### Requirement 1:
Copy the lines of the records word for word, starting at the line containing "In the picture above, where can the table" and ending at the line containing "In the picture above, where can the grilled", with both of those lines included.

Yet Another Intro to Linear Regression and \(R^2\)
This article was first published on Medium on Dec 5, 2024 under the title : Yet another linear regression and R² introduction. I really enjoy reading on Medium so I wanted to contribute. However, at the time of writing, and based on my understanding, Medium does not support Markdown nor \(\mathrm{\LaTeX}\). As a result, the content of the article is not rendered as intended. Additionally, the writing experience was frustrating. I suppose this will be my first and last article on Medium.
This article is for beginners. My goal is to help you gain a clearer understanding of \(R^2\) so you can confidently explain it to yourself or someone else.
Table of Contents
- Introduction
- The million-dollar question
- How good is this model?
- Ok, but how do we compare two quantities?
- It is completely wrong
- Here’s how it works
- One last thing before we summarize
- Summary Notes
- TODOs
Introduction
I recently went to Sequoia National Park with a park ranger. All day long, I measured tree trunk diameters, and he gave me his opinion on the age of each sequoia. I’m exhausted but happy. The weather was beautiful, the ranger was super friendly and incredibly knowledgeable, and the cherry on top—I now have a wealth of data to build my model.
When I plot the age of the sequoias against their trunk diameters, here’s what I see:
The million-dollar question
For every diameter value (horizontal axis, the x-axis), I’ve placed a red dot at the height (vertical axis, the y-axis) corresponding to the age given by the ranger.
I don’t know about you, but my brain immediately wants to draw a straight line through all these points. What I have in mind looks like this:
The green line is my model, and we usually denote the predicted value of the model as \(\hat{y}\). I say this is my model because if you give it a diameter which was not in the initial dataset, it will be able to infer an age. Notice that, to generalize, on the graph, I’m no longer mentioning sequoia trunk diameters or ages but simply a variable \(x\) and corresponding values \(y\).
It seems to work for most points, but I notice there’s always a difference between the actual measurement (red dots) and the value predicted by the model (the green dots of the line). To illustrate this, I’ve exaggerated the differences in the diagram below:
For example, the diameters range from 0 to 11 m (the General Sherman), and I’ve picked a specific value: 7 m. To generalize later, I’ll call this specific value \(x_i\). When I check my notes and the graph, the ranger’s estimated age for this diameter was 1_750 years (see the dashed “Measure” line). Meanwhile, for this same \(x_i\), the green line (the model) predicts an age of 1_500 years (see the “Model” line).
This is just one point, but I see the same pattern across all points. There are always discrepancies, either positive or negative, between the ranger’s estimates (which I’ll treat as the truth) and the predictions from the model (the green line).
Now comes the million-dollar question: How good is this model?

### Dataset rows:

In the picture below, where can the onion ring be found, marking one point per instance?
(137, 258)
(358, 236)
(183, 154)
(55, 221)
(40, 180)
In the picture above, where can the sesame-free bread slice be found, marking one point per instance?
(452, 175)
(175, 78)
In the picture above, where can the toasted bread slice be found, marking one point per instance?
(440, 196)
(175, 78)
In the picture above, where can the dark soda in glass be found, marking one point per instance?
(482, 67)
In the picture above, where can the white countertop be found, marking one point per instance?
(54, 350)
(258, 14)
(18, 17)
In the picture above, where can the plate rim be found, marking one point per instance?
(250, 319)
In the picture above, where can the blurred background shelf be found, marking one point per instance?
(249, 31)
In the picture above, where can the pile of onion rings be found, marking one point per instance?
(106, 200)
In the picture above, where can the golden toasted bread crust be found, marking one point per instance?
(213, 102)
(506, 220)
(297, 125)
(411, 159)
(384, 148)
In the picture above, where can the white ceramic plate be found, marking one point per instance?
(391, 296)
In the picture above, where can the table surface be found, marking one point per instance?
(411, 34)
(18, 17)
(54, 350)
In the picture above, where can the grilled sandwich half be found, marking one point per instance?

* * *

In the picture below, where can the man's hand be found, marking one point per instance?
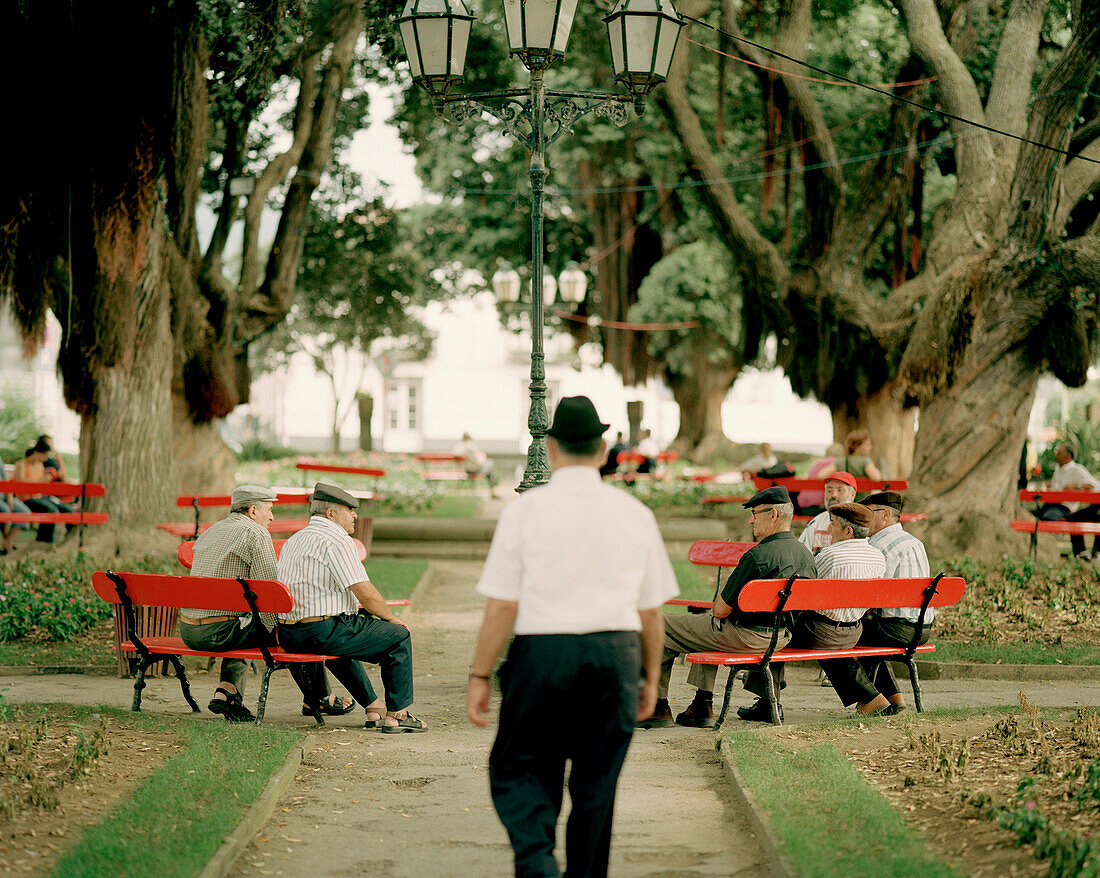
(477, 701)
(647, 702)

### Requirement 2:
Write the next part of the introduction to linear regression and R², picking up after its last sentence.

### Exercise result 1:
In the picture above, where can the table surface be found, marking one point per instance?
(411, 34)
(18, 17)
(54, 350)
In the picture above, where can the grilled sandwich half be found, marking one point per instance?

### Exercise result 2:
And while we’re at it, if tomorrow I have another a dark green line model (color matters) with a slightly steeper slope—how can I determine which of the two models performs better?
How good is this model?
This is where \(R^2\) comes in. The idea is that it gives us a single value that helps us compare the performance of different models.
OK… How does it work? We want to compare models. Fair enough. But what would be the simplest possible model for our sequoia story? One option could be a very unsophisticated model that always gives the same answer. It wouldn’t respond with 0, since few sequoias have a trunk diameter of 0 m. Nor would it respond with 11 m, as there’s only one General Sherman. A reasonable approach for a “not-so-smart” model would be to always predict the average of all measurements.
Wait wait wait… Where does this average come from?
Let’s say I have a set of values: 18, 12, 13, 17 and 15.
I’m trying to determine a value which, when announced in place of any other value in the set, will minimize the error between this value and reality.
Let’s take an extreme example… If I say the value in question is 100, is that a good value? No, because the difference between 100 and any of the values in my set is very large. 100 is not an “optimal” representative of the dataset.
Similarly, 10 isn’t a good value either, because it’s too small.
In short, I’m looking for x such that the sum of the deviations (x-18) + (x-12) + (x-13) + (x-17) + (x-15) is minimal.
So, an x such that 5x - (18+12+13+17+15) = 0
As a result, for x we find the expression for the arithmetic mean x = (18+12+13+17+15)/5
OK? Let’s continue.
The situation would look like this:
Here, I’ve drawn a horizontal blue line at a height of \(\bar{y}\) (notice the bar above \(y\)), which is the average value of all measured ages. This model would respond, for instance, with 1,250 years regardless of the trunk diameter. If I say the diameter is 2 m, the model predicts 1,250 years. If I say the diameter is 8 m, the model still predicts 1_250 years. When I say it’s “not-so-smart,” I really mean it.
Now, let’s take a specific \(x_i\). The simple model predicts \(\bar{y}\) (e.g., 1_250 years), while my model predicts \(\hat{y}_i\), which is the height (y-value) at the point where the vertical line through \(x_i\) intersects the green line.
Hmm… Earlier, we saw a gap between the true value and the predicted value of the model. Now we also see a gap but between the “not-so-smart” model and my model. What’s the point?
The key takeaway here is that the model returning the average serves as a benchmark or reference point. Moving forward, we’ll create a method to compare our model against this benchmark. Later, if we compare another model to the same benchmark, we’ll also be able to compare the two models with each other.
Ok, but how do we compare two quantities?
This is where Weber’s Law comes in, which states that we are more sensitive to ratios than to absolute differences.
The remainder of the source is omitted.